→ The data
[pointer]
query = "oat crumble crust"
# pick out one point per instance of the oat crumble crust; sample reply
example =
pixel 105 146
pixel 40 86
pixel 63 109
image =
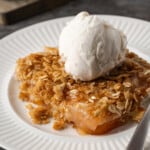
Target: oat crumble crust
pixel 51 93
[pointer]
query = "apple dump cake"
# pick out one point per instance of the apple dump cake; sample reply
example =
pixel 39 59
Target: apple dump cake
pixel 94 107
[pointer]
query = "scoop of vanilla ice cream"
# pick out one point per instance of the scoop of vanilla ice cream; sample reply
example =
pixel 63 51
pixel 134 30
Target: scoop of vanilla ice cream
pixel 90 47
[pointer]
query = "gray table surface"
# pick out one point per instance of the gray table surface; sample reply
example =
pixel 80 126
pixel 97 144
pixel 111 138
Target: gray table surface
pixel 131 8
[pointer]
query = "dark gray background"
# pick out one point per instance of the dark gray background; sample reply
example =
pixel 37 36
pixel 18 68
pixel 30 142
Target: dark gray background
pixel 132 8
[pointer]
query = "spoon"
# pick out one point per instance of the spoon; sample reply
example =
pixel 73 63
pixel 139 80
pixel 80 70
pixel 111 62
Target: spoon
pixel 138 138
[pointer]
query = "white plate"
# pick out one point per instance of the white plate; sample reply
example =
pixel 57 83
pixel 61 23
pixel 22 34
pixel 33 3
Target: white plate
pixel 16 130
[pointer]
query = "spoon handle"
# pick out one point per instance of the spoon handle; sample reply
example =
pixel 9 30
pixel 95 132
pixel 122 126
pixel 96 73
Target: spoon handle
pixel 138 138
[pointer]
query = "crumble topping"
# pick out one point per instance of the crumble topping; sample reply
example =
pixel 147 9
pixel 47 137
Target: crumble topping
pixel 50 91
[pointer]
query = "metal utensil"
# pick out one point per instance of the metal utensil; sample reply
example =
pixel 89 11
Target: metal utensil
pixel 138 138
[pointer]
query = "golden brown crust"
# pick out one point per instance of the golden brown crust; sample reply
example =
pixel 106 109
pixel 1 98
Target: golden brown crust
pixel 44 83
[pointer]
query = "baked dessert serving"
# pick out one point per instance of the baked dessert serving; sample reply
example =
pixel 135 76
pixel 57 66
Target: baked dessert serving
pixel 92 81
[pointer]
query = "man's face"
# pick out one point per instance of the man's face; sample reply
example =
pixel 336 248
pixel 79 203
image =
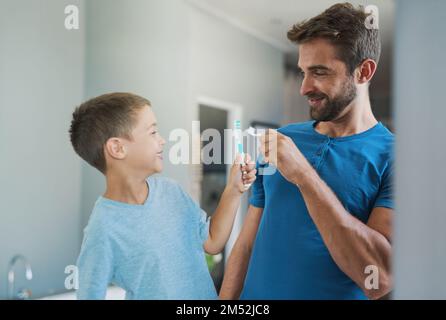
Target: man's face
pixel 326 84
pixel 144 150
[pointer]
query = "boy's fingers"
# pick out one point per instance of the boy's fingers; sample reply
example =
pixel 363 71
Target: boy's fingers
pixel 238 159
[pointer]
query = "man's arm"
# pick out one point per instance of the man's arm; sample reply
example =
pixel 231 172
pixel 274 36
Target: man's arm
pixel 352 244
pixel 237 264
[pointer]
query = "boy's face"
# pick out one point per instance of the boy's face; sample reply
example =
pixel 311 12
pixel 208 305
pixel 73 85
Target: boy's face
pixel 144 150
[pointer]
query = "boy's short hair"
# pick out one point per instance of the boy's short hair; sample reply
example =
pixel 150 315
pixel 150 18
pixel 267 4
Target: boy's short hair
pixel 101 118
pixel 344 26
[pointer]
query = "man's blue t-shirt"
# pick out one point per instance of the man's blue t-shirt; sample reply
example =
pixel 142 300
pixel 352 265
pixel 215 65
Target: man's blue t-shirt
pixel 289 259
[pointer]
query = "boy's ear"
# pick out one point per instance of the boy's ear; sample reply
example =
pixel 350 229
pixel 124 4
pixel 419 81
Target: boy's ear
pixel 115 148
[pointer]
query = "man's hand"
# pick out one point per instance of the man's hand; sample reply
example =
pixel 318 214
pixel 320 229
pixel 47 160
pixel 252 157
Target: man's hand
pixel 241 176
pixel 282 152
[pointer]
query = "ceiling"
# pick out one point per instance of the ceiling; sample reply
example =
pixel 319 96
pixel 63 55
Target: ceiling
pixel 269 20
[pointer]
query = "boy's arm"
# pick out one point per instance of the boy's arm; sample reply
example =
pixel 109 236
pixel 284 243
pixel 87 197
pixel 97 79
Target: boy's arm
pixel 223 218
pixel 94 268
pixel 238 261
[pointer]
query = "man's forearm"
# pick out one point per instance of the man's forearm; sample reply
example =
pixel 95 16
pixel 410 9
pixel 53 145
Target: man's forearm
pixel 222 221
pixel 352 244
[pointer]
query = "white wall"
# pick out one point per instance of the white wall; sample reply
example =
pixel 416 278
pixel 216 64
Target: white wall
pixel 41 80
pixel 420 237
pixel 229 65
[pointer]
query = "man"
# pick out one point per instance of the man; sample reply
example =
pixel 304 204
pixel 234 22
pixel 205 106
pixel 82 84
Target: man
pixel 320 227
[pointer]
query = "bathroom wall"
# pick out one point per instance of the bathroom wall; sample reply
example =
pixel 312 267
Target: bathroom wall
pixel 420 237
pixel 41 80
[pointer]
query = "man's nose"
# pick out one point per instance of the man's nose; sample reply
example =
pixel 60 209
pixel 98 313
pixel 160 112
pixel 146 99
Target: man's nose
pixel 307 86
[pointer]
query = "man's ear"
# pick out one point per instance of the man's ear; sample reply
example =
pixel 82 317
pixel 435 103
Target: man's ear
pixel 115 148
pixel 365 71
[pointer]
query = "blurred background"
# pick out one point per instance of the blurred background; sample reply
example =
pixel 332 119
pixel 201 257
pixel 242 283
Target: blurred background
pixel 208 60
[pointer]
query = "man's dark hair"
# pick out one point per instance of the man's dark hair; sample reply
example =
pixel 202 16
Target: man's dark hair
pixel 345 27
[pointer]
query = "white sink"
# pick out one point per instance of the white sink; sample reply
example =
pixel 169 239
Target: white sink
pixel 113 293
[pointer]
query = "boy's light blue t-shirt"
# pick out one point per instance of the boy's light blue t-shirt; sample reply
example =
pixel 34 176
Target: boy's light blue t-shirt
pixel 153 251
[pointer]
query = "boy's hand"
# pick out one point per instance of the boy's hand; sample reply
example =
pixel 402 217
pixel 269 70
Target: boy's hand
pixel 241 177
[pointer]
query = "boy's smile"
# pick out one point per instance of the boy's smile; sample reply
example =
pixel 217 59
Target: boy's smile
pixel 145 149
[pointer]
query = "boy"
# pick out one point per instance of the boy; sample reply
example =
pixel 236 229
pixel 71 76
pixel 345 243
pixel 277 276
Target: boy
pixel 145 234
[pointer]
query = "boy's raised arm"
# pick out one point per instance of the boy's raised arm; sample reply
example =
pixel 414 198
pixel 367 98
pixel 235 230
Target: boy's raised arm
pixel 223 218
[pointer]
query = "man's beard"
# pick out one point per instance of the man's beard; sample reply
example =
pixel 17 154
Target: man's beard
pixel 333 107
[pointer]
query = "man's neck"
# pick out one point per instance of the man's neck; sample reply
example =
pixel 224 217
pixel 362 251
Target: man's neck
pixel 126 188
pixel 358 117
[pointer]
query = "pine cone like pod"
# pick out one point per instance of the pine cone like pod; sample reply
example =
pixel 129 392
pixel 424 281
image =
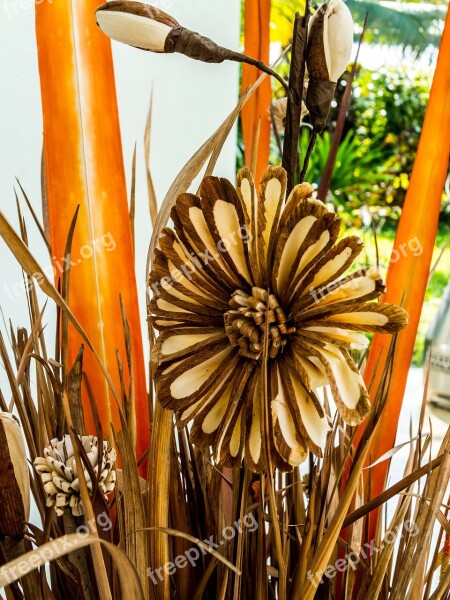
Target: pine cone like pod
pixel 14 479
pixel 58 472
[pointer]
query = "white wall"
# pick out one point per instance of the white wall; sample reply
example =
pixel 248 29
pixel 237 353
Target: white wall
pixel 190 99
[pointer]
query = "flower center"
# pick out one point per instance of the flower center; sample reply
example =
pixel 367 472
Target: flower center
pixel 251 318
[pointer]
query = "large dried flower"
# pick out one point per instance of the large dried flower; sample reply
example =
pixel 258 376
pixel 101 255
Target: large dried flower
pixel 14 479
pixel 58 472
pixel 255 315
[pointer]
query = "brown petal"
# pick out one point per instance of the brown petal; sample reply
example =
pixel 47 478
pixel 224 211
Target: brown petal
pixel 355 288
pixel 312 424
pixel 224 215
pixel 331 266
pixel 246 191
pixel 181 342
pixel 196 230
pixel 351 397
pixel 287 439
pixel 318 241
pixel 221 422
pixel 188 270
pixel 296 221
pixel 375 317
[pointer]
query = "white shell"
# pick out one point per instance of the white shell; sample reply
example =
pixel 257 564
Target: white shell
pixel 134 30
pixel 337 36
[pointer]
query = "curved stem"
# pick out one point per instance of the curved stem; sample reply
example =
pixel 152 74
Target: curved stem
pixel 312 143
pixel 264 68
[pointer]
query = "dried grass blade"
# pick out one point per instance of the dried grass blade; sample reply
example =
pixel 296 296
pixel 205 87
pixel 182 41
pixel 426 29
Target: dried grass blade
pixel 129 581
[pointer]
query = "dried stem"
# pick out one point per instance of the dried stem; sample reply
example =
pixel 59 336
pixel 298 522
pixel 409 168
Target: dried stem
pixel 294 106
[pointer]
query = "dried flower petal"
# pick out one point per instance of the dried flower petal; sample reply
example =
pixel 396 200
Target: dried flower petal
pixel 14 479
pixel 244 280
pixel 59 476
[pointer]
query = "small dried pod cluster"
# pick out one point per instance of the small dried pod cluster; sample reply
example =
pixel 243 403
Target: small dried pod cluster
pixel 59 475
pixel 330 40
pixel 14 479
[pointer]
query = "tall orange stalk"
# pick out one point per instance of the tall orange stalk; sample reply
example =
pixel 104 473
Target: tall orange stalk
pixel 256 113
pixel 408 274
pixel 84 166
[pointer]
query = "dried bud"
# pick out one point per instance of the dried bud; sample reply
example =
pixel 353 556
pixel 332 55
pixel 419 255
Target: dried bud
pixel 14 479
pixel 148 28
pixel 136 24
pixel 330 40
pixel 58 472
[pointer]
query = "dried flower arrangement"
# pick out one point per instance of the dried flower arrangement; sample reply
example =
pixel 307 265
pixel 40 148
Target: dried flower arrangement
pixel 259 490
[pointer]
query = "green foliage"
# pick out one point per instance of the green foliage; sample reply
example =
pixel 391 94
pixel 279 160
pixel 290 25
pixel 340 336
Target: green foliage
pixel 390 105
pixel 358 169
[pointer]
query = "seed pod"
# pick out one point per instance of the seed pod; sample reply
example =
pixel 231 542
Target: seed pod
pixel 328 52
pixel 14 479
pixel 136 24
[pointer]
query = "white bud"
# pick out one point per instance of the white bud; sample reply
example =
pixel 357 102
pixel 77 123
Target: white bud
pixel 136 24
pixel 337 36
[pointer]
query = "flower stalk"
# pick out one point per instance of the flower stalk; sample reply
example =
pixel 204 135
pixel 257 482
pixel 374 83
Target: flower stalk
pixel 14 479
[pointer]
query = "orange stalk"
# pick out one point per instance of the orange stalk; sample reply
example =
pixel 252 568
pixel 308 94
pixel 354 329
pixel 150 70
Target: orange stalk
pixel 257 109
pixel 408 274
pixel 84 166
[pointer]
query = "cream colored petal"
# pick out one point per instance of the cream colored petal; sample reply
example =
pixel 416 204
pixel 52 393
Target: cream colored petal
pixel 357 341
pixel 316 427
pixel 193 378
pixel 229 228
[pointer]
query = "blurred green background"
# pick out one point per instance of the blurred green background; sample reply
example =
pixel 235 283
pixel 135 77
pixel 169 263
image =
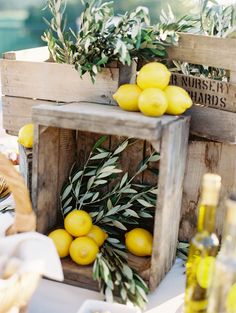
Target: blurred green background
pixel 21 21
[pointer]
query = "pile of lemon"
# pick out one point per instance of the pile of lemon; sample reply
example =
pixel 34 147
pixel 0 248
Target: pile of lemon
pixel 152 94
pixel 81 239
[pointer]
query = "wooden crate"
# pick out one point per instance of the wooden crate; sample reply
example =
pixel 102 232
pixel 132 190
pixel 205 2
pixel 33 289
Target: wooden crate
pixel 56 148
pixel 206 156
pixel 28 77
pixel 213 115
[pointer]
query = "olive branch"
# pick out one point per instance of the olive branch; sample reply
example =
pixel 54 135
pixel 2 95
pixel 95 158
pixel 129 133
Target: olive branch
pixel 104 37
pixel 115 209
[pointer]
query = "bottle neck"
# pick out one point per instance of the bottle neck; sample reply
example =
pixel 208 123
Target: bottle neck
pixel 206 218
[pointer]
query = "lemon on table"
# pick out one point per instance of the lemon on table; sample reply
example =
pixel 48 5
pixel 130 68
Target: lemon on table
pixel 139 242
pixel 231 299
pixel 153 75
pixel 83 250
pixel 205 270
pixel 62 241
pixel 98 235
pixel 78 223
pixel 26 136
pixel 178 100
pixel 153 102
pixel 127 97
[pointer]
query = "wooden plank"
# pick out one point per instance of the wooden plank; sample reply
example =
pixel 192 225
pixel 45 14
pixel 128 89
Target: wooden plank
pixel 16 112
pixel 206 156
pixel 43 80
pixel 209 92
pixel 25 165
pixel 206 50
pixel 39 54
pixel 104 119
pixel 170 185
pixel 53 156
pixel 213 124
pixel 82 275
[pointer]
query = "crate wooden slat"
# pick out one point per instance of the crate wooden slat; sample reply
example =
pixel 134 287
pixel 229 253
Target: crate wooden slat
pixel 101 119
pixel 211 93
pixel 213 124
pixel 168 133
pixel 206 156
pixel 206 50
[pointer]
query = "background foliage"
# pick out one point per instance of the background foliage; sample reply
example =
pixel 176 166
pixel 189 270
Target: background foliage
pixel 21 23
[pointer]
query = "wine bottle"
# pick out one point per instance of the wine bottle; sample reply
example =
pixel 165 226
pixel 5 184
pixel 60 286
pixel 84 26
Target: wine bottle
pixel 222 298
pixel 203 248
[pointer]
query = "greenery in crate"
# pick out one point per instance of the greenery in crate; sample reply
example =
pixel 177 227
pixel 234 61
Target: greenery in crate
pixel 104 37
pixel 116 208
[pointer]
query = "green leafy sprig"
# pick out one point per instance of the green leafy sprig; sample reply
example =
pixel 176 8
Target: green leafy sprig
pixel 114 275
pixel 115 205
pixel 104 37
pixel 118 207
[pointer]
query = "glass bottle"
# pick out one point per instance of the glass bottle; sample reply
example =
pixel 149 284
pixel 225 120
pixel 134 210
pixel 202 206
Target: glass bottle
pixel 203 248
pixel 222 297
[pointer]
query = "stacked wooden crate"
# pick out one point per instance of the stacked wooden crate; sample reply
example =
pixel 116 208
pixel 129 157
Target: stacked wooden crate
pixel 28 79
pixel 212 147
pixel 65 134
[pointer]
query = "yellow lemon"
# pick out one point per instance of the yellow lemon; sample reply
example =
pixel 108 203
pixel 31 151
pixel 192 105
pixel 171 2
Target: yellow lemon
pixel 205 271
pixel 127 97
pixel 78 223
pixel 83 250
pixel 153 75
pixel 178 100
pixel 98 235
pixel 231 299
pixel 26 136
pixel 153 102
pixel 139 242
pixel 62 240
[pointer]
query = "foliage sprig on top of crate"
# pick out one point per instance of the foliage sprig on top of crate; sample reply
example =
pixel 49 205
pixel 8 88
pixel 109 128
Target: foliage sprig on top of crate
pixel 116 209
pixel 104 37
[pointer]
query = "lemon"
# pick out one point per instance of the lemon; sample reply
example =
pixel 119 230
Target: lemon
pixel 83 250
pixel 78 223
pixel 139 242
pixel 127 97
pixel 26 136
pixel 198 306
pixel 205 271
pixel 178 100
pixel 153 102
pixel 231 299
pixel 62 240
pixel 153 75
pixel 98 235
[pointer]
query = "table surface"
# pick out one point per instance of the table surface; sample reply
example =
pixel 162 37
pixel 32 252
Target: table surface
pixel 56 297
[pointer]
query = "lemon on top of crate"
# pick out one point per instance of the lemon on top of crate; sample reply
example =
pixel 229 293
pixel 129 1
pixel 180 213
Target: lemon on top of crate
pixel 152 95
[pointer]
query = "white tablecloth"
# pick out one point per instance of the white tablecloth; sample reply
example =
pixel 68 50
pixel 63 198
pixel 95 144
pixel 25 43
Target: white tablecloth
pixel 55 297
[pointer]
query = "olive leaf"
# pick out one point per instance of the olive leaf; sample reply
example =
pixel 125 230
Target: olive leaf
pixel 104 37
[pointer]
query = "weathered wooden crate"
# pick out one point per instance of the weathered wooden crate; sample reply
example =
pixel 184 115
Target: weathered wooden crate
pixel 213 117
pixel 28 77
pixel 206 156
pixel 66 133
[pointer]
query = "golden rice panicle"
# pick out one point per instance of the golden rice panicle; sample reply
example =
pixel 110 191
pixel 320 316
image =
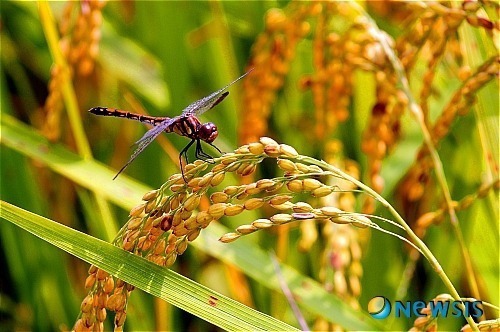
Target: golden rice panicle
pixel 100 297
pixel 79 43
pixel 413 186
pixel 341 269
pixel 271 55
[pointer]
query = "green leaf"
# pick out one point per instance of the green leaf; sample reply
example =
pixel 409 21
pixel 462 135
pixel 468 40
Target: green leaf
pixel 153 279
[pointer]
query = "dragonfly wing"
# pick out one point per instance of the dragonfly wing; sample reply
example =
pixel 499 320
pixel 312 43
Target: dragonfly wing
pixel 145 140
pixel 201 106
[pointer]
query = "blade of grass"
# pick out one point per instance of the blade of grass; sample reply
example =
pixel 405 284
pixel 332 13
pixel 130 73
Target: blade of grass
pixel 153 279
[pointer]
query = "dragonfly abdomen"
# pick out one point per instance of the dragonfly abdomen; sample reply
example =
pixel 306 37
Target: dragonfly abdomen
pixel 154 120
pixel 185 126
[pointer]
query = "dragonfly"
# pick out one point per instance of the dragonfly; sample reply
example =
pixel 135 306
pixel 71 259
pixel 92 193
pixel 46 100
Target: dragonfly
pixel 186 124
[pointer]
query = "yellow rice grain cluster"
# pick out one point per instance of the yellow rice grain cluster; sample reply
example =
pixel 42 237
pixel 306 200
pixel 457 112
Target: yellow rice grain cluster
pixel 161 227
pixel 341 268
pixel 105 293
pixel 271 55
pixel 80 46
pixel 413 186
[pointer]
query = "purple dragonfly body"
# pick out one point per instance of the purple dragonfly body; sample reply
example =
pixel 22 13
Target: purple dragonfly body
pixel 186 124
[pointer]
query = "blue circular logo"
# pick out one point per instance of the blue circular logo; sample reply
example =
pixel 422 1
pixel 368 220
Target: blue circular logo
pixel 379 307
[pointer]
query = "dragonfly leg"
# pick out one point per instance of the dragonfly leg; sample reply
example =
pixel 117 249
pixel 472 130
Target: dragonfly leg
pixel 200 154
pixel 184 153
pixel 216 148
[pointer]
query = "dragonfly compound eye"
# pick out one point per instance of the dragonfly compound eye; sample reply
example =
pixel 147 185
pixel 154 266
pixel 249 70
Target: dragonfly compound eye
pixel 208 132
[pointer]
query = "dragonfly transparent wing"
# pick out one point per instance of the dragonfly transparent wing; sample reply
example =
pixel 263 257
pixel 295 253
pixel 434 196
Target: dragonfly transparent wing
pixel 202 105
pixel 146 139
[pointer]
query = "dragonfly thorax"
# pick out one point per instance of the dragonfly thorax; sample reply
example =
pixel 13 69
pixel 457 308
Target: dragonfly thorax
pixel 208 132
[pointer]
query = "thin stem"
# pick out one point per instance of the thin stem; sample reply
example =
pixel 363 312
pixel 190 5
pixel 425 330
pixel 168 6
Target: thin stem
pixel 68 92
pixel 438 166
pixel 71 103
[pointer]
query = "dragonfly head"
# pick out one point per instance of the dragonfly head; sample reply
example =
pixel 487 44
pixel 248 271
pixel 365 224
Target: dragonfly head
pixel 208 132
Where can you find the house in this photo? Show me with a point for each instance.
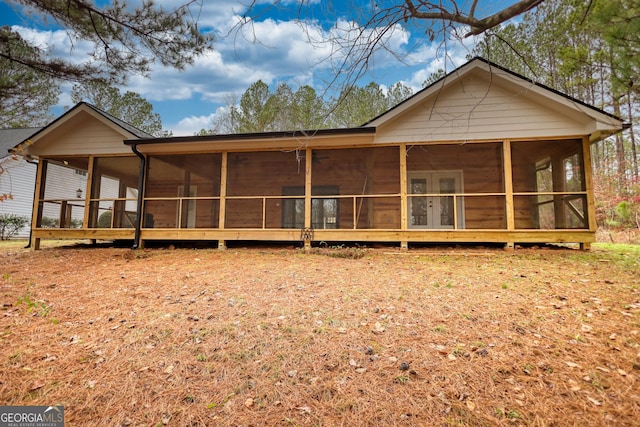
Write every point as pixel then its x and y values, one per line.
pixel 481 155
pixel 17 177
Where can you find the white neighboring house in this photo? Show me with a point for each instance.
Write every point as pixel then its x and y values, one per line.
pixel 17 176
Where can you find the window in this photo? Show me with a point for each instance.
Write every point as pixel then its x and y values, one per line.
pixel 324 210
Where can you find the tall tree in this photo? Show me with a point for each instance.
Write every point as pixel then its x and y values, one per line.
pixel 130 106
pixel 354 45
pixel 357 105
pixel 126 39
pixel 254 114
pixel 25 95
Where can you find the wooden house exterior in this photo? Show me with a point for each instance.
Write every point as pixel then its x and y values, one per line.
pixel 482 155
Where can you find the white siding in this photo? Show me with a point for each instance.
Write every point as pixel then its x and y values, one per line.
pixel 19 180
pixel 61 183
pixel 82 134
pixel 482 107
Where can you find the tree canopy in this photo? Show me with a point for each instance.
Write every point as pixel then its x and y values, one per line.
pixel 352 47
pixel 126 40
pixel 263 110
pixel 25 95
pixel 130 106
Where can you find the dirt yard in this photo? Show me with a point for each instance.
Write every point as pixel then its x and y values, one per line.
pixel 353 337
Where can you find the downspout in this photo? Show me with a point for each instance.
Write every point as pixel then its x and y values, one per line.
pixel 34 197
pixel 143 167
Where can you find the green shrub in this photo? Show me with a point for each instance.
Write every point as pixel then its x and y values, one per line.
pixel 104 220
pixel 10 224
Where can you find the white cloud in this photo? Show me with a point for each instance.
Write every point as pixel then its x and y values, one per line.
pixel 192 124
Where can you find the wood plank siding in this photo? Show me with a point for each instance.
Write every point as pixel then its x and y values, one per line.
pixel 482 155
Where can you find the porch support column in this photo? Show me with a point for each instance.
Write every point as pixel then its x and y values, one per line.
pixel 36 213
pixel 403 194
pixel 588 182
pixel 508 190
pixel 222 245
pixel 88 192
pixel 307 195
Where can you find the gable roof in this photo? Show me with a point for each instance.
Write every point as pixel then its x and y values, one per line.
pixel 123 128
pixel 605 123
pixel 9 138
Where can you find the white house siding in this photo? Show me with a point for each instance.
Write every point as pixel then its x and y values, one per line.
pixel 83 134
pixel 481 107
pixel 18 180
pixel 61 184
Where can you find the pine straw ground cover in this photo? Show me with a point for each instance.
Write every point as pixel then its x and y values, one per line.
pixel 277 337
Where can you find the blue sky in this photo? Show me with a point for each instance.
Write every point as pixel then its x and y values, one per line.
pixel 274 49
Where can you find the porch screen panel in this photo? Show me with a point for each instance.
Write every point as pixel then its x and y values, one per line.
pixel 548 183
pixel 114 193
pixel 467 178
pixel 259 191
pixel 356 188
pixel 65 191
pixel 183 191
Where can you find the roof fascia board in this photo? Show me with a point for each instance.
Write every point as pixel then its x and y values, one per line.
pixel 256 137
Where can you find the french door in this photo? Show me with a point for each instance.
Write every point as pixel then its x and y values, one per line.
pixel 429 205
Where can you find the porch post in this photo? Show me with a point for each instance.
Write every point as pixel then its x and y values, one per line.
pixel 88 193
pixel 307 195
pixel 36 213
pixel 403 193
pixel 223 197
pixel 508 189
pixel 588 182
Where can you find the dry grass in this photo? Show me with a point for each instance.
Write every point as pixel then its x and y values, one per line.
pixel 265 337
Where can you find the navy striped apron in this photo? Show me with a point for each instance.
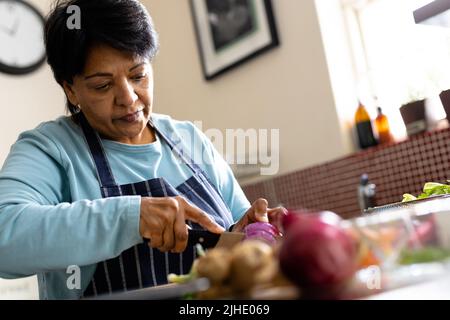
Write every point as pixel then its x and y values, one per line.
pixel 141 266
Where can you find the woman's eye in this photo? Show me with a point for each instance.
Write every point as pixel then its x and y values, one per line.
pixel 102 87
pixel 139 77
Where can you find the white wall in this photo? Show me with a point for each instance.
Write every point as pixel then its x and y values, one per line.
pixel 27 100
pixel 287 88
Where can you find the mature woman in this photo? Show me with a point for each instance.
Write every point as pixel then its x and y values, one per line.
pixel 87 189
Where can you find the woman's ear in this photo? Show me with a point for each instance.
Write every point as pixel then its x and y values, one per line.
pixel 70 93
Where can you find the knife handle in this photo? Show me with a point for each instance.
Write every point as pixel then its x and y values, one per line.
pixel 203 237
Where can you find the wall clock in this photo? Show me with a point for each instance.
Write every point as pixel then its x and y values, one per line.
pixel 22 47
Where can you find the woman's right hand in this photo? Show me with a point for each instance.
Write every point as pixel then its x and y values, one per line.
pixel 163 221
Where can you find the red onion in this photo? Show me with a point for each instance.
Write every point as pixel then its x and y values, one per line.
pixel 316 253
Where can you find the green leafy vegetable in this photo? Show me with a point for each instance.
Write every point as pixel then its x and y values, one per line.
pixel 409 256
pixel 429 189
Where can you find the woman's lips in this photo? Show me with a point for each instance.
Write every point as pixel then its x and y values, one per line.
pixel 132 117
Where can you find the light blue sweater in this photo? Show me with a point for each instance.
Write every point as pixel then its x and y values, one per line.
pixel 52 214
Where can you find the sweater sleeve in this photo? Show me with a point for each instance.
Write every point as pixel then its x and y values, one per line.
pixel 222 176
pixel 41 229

→ What you are asked to do
Scan the listing above. Gather each line that contains the word "woman".

→ Answer section
Where can you find the woman's eye in this photo? Show me with a point for each instance.
Where can you find the mature woman in this photo? Show me with a point for each instance.
Where can you find the woman's ear in this photo? Show me with a point for each instance.
Where can you find the woman's right hand in this photo? Show me with a point for each instance.
Where can you find the woman's lips in this photo? Show me with a point for each instance.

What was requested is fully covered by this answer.